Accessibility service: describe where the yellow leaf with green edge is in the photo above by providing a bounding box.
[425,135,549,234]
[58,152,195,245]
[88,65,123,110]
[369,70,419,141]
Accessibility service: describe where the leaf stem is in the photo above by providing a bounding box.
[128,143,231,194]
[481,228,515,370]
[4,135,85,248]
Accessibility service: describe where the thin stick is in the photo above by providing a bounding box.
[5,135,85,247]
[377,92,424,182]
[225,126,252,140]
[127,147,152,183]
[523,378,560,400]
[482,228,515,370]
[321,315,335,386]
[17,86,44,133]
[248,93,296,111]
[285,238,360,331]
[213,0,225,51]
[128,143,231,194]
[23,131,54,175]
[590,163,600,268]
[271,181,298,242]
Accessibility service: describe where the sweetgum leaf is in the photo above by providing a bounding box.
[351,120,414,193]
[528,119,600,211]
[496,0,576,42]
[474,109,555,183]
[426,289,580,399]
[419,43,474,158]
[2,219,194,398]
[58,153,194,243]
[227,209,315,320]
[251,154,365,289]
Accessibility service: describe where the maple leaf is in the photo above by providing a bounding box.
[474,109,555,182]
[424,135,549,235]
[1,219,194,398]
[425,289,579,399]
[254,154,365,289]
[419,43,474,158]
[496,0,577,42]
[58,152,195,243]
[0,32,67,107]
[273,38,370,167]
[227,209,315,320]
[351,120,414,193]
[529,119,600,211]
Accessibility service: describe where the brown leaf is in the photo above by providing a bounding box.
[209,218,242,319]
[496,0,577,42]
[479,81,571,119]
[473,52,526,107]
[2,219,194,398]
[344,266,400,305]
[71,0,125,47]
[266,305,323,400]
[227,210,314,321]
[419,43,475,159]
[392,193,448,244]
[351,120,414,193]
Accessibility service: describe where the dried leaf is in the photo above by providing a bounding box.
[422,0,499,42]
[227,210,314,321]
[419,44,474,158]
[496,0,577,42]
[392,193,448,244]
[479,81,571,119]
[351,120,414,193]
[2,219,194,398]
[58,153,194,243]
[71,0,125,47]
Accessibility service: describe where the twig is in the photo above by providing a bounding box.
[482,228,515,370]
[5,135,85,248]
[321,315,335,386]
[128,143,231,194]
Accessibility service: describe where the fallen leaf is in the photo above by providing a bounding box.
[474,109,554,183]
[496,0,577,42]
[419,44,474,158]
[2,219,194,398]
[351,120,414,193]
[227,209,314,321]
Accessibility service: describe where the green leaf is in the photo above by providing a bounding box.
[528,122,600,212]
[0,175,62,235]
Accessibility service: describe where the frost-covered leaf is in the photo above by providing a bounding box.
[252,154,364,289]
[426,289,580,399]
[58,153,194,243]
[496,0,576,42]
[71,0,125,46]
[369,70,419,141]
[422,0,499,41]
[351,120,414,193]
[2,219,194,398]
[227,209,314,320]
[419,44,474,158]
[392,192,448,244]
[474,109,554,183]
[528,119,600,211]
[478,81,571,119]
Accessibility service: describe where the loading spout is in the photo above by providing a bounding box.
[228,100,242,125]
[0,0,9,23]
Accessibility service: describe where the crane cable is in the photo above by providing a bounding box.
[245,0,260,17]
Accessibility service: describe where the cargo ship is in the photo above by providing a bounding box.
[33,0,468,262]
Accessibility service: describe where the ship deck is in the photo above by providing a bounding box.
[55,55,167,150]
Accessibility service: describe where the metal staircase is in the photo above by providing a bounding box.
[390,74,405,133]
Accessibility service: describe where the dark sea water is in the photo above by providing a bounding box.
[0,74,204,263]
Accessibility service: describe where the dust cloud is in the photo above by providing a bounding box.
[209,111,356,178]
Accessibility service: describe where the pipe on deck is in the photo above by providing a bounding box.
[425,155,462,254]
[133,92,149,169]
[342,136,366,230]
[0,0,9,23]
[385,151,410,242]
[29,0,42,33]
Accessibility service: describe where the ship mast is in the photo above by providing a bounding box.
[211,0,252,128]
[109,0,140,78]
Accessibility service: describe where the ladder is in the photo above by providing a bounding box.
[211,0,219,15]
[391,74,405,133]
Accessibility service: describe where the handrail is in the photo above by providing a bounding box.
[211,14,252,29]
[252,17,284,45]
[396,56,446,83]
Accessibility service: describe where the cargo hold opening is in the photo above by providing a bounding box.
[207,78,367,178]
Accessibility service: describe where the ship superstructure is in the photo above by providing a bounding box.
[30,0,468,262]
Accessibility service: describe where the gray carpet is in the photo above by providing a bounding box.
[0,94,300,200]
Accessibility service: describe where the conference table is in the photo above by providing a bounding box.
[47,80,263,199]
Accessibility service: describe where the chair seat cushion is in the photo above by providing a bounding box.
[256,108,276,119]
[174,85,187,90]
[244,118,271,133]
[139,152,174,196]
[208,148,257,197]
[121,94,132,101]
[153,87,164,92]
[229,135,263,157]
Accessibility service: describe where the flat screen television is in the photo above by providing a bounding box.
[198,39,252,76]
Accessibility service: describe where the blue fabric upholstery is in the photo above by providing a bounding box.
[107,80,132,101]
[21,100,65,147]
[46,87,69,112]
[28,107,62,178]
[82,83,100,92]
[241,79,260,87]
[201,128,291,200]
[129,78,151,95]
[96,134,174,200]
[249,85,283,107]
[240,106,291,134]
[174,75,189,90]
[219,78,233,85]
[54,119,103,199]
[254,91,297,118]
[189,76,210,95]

---

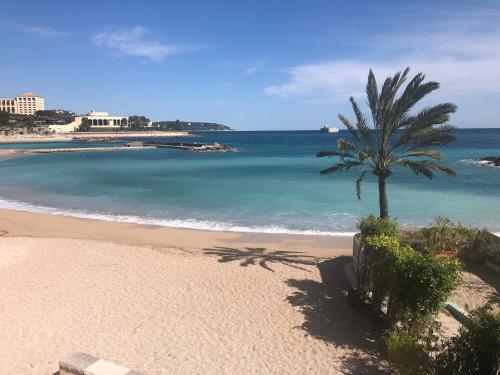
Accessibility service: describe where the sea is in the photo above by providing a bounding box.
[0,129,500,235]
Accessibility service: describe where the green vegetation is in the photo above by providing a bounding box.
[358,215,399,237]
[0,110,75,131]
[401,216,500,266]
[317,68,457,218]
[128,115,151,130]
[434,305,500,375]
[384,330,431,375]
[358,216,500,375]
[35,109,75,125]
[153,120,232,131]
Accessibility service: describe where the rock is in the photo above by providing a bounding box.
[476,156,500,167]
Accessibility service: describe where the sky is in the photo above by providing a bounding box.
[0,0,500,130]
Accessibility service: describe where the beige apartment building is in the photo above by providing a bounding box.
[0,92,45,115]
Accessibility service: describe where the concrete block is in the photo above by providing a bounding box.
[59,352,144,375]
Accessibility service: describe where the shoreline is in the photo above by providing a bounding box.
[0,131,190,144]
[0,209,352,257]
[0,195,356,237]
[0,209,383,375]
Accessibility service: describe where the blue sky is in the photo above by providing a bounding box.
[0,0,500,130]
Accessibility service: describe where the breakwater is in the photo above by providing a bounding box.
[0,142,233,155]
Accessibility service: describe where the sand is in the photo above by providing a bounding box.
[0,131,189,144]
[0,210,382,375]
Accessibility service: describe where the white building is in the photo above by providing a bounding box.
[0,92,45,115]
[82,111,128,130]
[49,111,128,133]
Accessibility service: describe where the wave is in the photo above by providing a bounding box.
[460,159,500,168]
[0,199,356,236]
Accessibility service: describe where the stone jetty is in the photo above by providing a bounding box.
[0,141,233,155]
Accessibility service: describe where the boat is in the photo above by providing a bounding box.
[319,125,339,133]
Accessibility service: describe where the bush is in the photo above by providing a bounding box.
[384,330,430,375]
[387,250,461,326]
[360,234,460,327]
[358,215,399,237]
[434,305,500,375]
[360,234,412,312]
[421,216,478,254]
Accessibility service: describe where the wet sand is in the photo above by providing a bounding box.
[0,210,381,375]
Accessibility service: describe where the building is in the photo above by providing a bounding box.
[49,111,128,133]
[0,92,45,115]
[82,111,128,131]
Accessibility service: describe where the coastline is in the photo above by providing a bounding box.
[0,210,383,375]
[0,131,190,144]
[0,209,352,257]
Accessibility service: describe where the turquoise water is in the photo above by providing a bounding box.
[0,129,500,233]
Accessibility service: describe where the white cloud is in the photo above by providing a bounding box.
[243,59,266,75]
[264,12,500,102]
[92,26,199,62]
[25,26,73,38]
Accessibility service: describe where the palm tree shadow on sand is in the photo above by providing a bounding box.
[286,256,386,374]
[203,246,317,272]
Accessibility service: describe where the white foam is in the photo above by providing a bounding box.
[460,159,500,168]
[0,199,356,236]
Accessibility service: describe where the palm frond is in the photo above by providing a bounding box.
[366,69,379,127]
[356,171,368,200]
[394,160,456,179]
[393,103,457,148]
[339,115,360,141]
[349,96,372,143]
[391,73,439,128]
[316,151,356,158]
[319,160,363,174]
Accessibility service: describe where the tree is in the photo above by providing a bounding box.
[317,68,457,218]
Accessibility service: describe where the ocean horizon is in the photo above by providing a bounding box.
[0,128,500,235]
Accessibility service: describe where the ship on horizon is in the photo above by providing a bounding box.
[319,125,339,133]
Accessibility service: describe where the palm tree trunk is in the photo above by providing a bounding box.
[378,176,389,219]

EXERCISE REQUIREMENTS =
Rewrite the stretch of material from the line containing "Accessibility service: describe where the ship deck" through the line containing "[0,94,300,200]", request lines included, and add -44 to each bounding-box coordinate in the bracketed answers. Return only those lines.

RESPONSE TO THIS TASK =
Accessibility service: describe where the ship deck is in the photo above by providing a bounding box.
[11,11,123,106]
Accessibility service: describe where the metal staircase is in the photo above by providing a bounding box.
[346,30,361,89]
Accessibility service: describe where the dark sea water is in the photo above by providing a bounding box.
[-44,30,160,219]
Accessibility service: describe where the dust cloud is in the photo above by providing a bounding box.
[165,67,312,134]
Accessibility service: describe where the pipe on deck is in the photo above by providing a bounding box.
[381,111,418,210]
[89,48,105,125]
[298,92,322,186]
[-44,-44,-35,-21]
[341,107,366,198]
[-15,-44,-2,-11]
Accessibility service: describe where the ship mast is in the photo above by providing a bounding box.
[167,-44,208,84]
[65,-44,96,34]
Accessibility service: describe where the ladder is in the photo above by providing a bounding box.
[167,-44,175,-29]
[347,30,361,89]
Accessibility service: describe where the handrail is in the photo above by providing a bounding box.
[167,-30,208,-15]
[208,-27,240,1]
[352,12,402,39]
Accessibility service: describe where the cargo hold opening is in the photo above by providing a bounding box.
[163,34,323,134]
Accessibility service: describe where the ship superstructure is in the photo above by providing a bounding box.
[-14,-44,424,218]
Accessibility service: describe where the gray carpet is in the photo above by providing a bounding box.
[-44,50,256,156]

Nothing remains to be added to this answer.